A few weeks before Christmas I went to the emergency room for an extreme pain in my side, long story short, I had pulmonary embolisms (blood clots) and was only a few days away from one breaking off and killing me. Though I was far from 100 percent, the doctors decided to release me for Christmas, a nice gesture at the time; but little did I know a real disaster was around the corner. I finally made it back home in late January, began my rehabilitation and prepped myself to meet a medical board.

A few months went by, my rehabilitation ended, and I found out I made it through the medical board; clearing me to finally begin training. I thought things were really looking up for me, until the early morning of June 21 (Fathers Day), when I received the worst telephone call of my life ... my sister Grace had passed away. My world felt like it was crashing down; I used up all my savings when I had to stay in the hospital, and I didn't have enough money to get home ... I didn't know what to do.

Instructions to follow
Please rewrite the stretch of the hospital story from "A few months" through "what to do.", switching "telephone call" to "phone call". Rely on nothing but the hospital story.

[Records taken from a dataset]
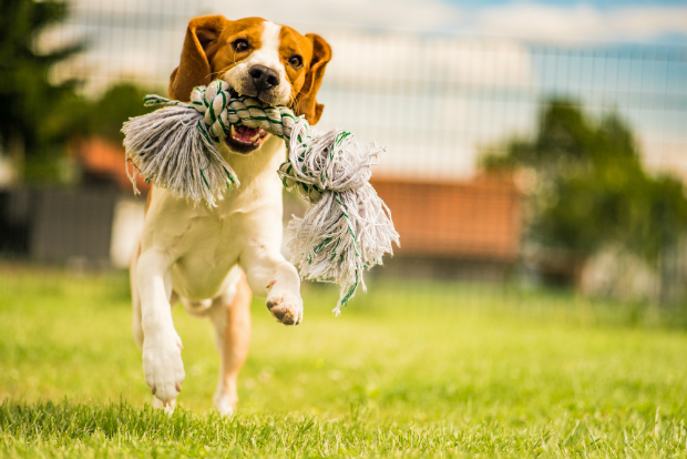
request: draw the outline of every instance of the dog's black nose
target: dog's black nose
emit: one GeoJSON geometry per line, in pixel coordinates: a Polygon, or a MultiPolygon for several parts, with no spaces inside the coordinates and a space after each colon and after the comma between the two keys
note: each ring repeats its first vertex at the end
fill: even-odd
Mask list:
{"type": "Polygon", "coordinates": [[[248,74],[253,79],[257,92],[266,91],[279,84],[277,72],[265,65],[253,65],[248,69],[248,74]]]}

Answer to this exercise
A few months went by, my rehabilitation ended, and I found out I made it through the medical board; clearing me to finally begin training. I thought things were really looking up for me, until the early morning of June 21 (Fathers Day), when I received the worst phone call of my life ... my sister Grace had passed away. My world felt like it was crashing down; I used up all my savings when I had to stay in the hospital, and I didn't have enough money to get home ... I didn't know what to do.